Start of DATASET RECORDS

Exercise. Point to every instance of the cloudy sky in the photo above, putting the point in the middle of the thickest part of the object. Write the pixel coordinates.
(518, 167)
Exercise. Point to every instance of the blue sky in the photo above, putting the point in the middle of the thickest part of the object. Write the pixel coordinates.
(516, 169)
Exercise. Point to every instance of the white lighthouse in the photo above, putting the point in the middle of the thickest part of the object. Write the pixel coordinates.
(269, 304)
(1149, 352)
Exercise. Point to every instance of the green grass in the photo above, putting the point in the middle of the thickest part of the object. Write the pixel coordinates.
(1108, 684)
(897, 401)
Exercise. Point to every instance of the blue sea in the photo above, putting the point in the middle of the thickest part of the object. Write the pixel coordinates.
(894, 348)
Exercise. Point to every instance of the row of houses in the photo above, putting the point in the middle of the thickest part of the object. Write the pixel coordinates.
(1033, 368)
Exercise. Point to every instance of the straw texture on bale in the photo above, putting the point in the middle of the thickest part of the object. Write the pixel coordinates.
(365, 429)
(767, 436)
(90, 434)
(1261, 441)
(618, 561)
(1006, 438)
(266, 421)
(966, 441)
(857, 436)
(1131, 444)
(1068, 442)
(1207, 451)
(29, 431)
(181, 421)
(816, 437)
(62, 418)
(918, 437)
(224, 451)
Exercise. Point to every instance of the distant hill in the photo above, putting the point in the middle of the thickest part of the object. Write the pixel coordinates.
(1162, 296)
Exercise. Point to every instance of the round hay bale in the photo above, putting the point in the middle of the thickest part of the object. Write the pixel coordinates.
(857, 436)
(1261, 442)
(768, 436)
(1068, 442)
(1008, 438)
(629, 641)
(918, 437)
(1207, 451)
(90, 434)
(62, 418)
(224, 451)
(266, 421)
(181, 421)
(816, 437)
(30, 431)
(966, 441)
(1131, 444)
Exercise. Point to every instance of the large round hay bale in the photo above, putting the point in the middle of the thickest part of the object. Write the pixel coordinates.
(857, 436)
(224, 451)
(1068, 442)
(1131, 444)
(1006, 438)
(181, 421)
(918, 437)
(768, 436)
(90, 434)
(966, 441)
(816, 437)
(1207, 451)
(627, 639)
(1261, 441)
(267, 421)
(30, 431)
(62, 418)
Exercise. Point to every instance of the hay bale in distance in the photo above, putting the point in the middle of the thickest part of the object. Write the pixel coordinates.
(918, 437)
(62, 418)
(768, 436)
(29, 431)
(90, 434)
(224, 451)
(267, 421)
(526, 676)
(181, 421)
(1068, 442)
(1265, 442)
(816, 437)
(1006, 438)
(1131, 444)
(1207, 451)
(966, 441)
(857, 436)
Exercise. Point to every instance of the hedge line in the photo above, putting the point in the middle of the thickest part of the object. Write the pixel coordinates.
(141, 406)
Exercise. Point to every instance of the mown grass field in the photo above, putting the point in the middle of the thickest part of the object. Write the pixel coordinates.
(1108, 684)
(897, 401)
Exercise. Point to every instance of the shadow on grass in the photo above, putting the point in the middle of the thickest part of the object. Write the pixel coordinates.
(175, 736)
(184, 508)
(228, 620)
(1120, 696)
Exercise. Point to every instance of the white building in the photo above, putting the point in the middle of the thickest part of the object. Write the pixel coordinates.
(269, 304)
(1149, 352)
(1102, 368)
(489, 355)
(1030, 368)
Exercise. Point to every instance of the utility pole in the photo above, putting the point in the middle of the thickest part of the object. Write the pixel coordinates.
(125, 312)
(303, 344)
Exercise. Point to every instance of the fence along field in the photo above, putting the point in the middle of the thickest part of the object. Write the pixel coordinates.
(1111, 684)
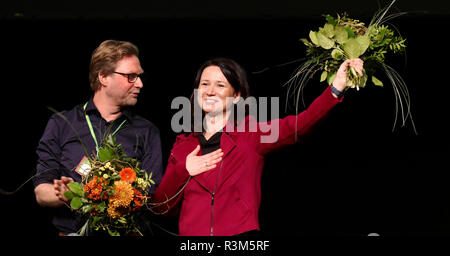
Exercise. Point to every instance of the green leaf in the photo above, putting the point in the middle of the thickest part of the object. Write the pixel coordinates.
(351, 48)
(331, 19)
(68, 194)
(324, 76)
(87, 208)
(331, 77)
(113, 233)
(364, 42)
(306, 42)
(76, 203)
(350, 32)
(340, 34)
(336, 54)
(328, 30)
(313, 37)
(105, 154)
(376, 82)
(75, 187)
(324, 41)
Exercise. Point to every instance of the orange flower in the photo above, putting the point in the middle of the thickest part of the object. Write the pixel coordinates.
(128, 175)
(123, 194)
(94, 188)
(137, 199)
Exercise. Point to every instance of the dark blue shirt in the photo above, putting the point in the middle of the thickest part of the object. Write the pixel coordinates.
(60, 151)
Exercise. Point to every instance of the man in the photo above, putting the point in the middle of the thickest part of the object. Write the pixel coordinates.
(115, 78)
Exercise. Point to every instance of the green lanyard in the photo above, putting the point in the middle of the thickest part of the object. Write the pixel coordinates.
(88, 121)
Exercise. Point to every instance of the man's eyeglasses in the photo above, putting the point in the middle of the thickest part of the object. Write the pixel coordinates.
(132, 77)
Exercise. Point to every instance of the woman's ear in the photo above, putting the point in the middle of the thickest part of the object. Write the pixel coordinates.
(237, 98)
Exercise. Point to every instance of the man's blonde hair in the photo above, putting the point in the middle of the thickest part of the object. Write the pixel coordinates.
(105, 58)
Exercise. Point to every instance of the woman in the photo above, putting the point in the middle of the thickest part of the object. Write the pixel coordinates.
(216, 174)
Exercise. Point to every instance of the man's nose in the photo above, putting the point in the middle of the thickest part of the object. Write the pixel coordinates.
(139, 83)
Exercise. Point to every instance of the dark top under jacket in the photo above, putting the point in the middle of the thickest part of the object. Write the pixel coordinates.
(60, 151)
(208, 146)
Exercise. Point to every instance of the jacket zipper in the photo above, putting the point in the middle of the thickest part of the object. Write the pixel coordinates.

End of DATASET RECORDS

> _GOAL OF THE EXERCISE_: Retype the records above exactly, leaving every picture out of your copy.

> _REPLY_:
Exercise. Point to every instance of the cloudy sky in the photo above, putting the point in the middle of the thickest part of the object. Write the pixel coordinates.
(518, 167)
Exercise. Point to every instance of the blue sky in the photo above, putting the point in the middle of the thickest part of the object. Write the pixel coordinates.
(516, 169)
Exercise. Point to every instance of the white lighthouse in the photo above, putting the point in the middle of the thickest part of the object. Write the pixel coordinates.
(269, 304)
(1149, 352)
Exercise. Point to every instance of the green grass in the photo above, putting the point in the middle of the thickest part of the object. Write the pixel coordinates.
(1108, 684)
(897, 401)
Exercise. Point to every instance of the blue sea in the photo above, putting the point in the middle of the thickest part of the object. Write the pixel coordinates.
(894, 348)
Exercise. Point to every instance of the row of houses in the photo above, putting the point in the middle of the thickest part of the object. Write the pixel coordinates.
(1033, 368)
Exercise. Point to every instance of the straw texture on bale in the photo above, putting the point in the middle of the thickest part of the object. Write the pixel coordinates.
(365, 429)
(767, 436)
(90, 434)
(1261, 441)
(618, 561)
(1006, 438)
(266, 421)
(966, 441)
(857, 436)
(1131, 444)
(1068, 442)
(1207, 451)
(29, 431)
(181, 421)
(816, 437)
(62, 418)
(918, 437)
(224, 451)
Exercise. Point to every instance of the distant hill in the photo above, putting the point in the middle of the thickest part of the object. Write the pixel coordinates.
(1162, 296)
Exercise. Point to every instance of the round hay bale in the photo above, putting the point in the middle of the thickest part of the object. Write the pixel coordinates.
(857, 436)
(1261, 442)
(768, 436)
(1068, 442)
(1008, 438)
(629, 641)
(918, 437)
(1207, 451)
(90, 434)
(62, 418)
(224, 451)
(266, 421)
(181, 421)
(816, 437)
(30, 431)
(966, 441)
(1131, 444)
Exercise. Point to every instance of the large round hay bale in the photo above, putting the point in the middle of the thickest part of the object. Write the pixel coordinates.
(857, 436)
(224, 451)
(1068, 442)
(1131, 444)
(1006, 438)
(181, 421)
(918, 437)
(768, 436)
(90, 434)
(966, 441)
(816, 437)
(1207, 451)
(627, 639)
(1261, 441)
(267, 421)
(30, 431)
(62, 418)
Exercise. Point to every instance of the hay bale in distance in the photo above, putting the point in the middle of the thickest part of the object. Write the pixel coordinates.
(918, 437)
(62, 418)
(768, 436)
(29, 431)
(90, 434)
(224, 451)
(267, 421)
(526, 676)
(181, 421)
(1068, 442)
(1265, 442)
(816, 437)
(1006, 438)
(1131, 444)
(1207, 451)
(966, 441)
(857, 436)
Exercise. Point to every instance of the hedge line in the photo above, putting the point in the middle of the thickest part of the object. Write the pixel coordinates.
(141, 406)
Exercise. Point to every instance of the mown grass field in the photo above, putting the point in the middle of the thickest part of the object. Write the pixel coordinates.
(1108, 684)
(897, 401)
Exercise. Point to every instance of the shadow on grass in the photo above, putting the point in the middle of the thickest part of the object. Write the pixel coordinates.
(175, 736)
(184, 508)
(228, 620)
(1120, 696)
Exercise. Point to every instance of the white building in the photo above, putting the point in the middle of the thickest part of the object. Write the pixel coordinates.
(269, 304)
(1149, 352)
(1102, 368)
(489, 355)
(1030, 368)
Exercise. Point to every instance of the utility pole in the photo above, putting the point in the middle of the thickest part of the object. Write the pixel coordinates.
(125, 312)
(303, 344)
Exercise. Point to every instance of the fence along field in the photo above, putting the point in the middle of the thickest part of the object. Write the pixel coordinates.
(1111, 684)
Exercise. Point to every instance of the green leaf in the photo above, putting the point in the middle of the thickest part of the object. Write the pixel coordinates.
(351, 48)
(331, 19)
(68, 194)
(324, 76)
(87, 208)
(331, 77)
(113, 233)
(364, 42)
(306, 42)
(76, 203)
(350, 32)
(340, 34)
(336, 54)
(328, 30)
(313, 37)
(105, 154)
(376, 82)
(75, 187)
(324, 41)
Exercise. Point to every instance of the orange flower in the photo above, putting the point in the middle of the thickest part of the object. Write the pixel coordinates.
(128, 175)
(123, 194)
(94, 188)
(137, 199)
Exercise. Point to every instance of the dark blue shirt in the photo above, putting the point in the middle of the thickest part of the object. Write the pixel coordinates.
(60, 151)
Exercise. Point to every instance of the man in the photo above, putting the point in the middle of the thickest part of the object. Write the pixel coordinates.
(115, 78)
Exercise. Point to every instance of the green lanyard in the photo above, putting the point in the middle of the thickest part of the object. Write the pixel coordinates.
(88, 121)
Exercise. Point to every instance of the man's eyeglasses in the photo above, putting the point in the middle of the thickest part of the object. Write the pixel coordinates.
(132, 77)
Exercise. Point to every instance of the woman's ear in the photo above, putting the point in the middle of the thickest part of the object. Write the pixel coordinates.
(237, 98)
Exercise. Point to every instance of the man's blonde hair in the photo above, putting the point in the middle of the thickest part of the object. Write the pixel coordinates.
(105, 58)
Exercise. Point to every instance of the woman in the photo above, putting the point in the middle of the thickest part of the object. Write the pixel coordinates.
(216, 174)
Exercise. Point to every instance of the man's nose in the photo above, putting the point in the middle of the thickest part of the object. Write the pixel coordinates.
(139, 83)
Exercise. Point to every instance of the dark top under jacket in the photo above, putting the point in the middle of the thickest part of the object. Write the pixel coordinates.
(60, 151)
(208, 146)
Exercise. Point to every instance of the jacket zipper in the photo above, putting the point in the middle of the thickest part of the object. Write the pixel coordinates.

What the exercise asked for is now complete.